READING TEXT
The order was admittedly "regulatory," including an on-going supervisory role for the Commission which is usually best avoided. The alternative, however, was to block a vertical merger in a dynamic sector of the economy that offered exceptionally strong prospects for innovation.
5. Standard Setting by Private Agreement - Dell Computer(25)
Standard setting, often under the auspices of a trade association, can facilitate innovation. On the other hand, private standard setting, precisely because it is private, is subject to abuse.(26)
In Dell Computer, the Commission alleged that Dell became a member of the Video Electronics Standards Association ("VESA"), a non-profit standard setting organization composed of virtually all major U.S. computer hardware and software manufacturers, which was in the process of setting a design standard for a computer part ("VL-Bus") that carried information or instructions between a computer central processing unit and peripheral devices. A Dell representative certified in writing that "this proposal does not infringe on any trademarks, copyrights, or patents" possessed by Dell. After the standard was adopted, Dell informed several VESA members that implementation of the VL-Bus was a violation of Dell's intellectual property rights. The Commission alleged that Dell had abused the power conferred by its patent by failing to disclose its patent rights and then threatening to enforce those rights against others.
In a consent agreement, Dell agreed not to enforce its patent against computer manufacturers incorporating VL-Bus design, nor to enforce in the future any patent rights that it intentionally failed to disclose upon request of any standard setting organization during the standard setting process. The remedy was designed to maintain incentives to innovate created by patent law by leaving in place Dell's patent rights for all purposes other than enforcement against competitors who had relied on the apparently open industry standard. The complaint alleged that the "bait-and-switch tactics" adopted by Dell threatened to retard the development and adoption of standards in this particular matter and to discourage in the future efficient standard-setting efforts.
The enforcement action and the order aimed to protect the integrity of the private standard setting process, itself an essential device to help introduce new products, without punitive action against Dell's patent.
6. Duration of Orders - Intel and AOL-Time Warner(27)
As noted earlier in this paper, areas of the economy characterized by IP usually are dynamic and fast changing and, as a result, predictions are not always reliable. On the other hand, it is often the case that antitrust enforcers must intervene at an early point to be effective. Once mergers or other transactions lead to a dominant market position, restoration of competition may be impossible or very difficult.
Until six years ago, antitrust orders entered by the Federal Trade Commission were permanent and were vacated only on a showing by the party covered by the order of changed circumstances of fact or law. In 1995 the Commission changed its policy and adopted a 20 year cap on all antitrust orders.(28)
Even 20 years can be an unacceptably long duration for an order when high-tech is concerned. As a result, the Commission, largely on its own initiative, has curtailed the duration of several of its orders in the high-tech sector to less than 20 years.

TO DO
According to the antitrust passage, what limit did the Commission place on all antitrust orders in 1995?

EXTRACTED ENTRIES
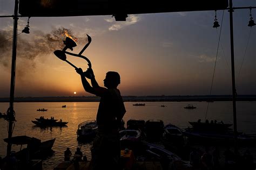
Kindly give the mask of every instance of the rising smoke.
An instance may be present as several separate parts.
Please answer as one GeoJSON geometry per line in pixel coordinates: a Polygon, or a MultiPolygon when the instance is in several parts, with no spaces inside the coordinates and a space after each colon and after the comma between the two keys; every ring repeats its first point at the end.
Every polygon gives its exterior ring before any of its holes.
{"type": "MultiPolygon", "coordinates": [[[[32,38],[26,39],[26,36],[24,36],[25,33],[23,33],[23,36],[18,36],[17,61],[24,60],[26,62],[30,62],[30,66],[35,67],[36,63],[35,63],[34,60],[36,58],[52,54],[55,50],[63,48],[64,45],[62,40],[66,37],[65,31],[70,36],[78,39],[79,41],[86,41],[84,38],[75,37],[72,30],[64,27],[57,28],[52,30],[50,33],[47,34],[41,31],[33,31],[33,33],[30,33],[30,34],[32,38]]],[[[12,39],[6,40],[12,37],[12,31],[0,30],[0,66],[9,67],[11,64],[12,39]]]]}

SOLUTION FOR THIS EXERCISE
A 20-year cap.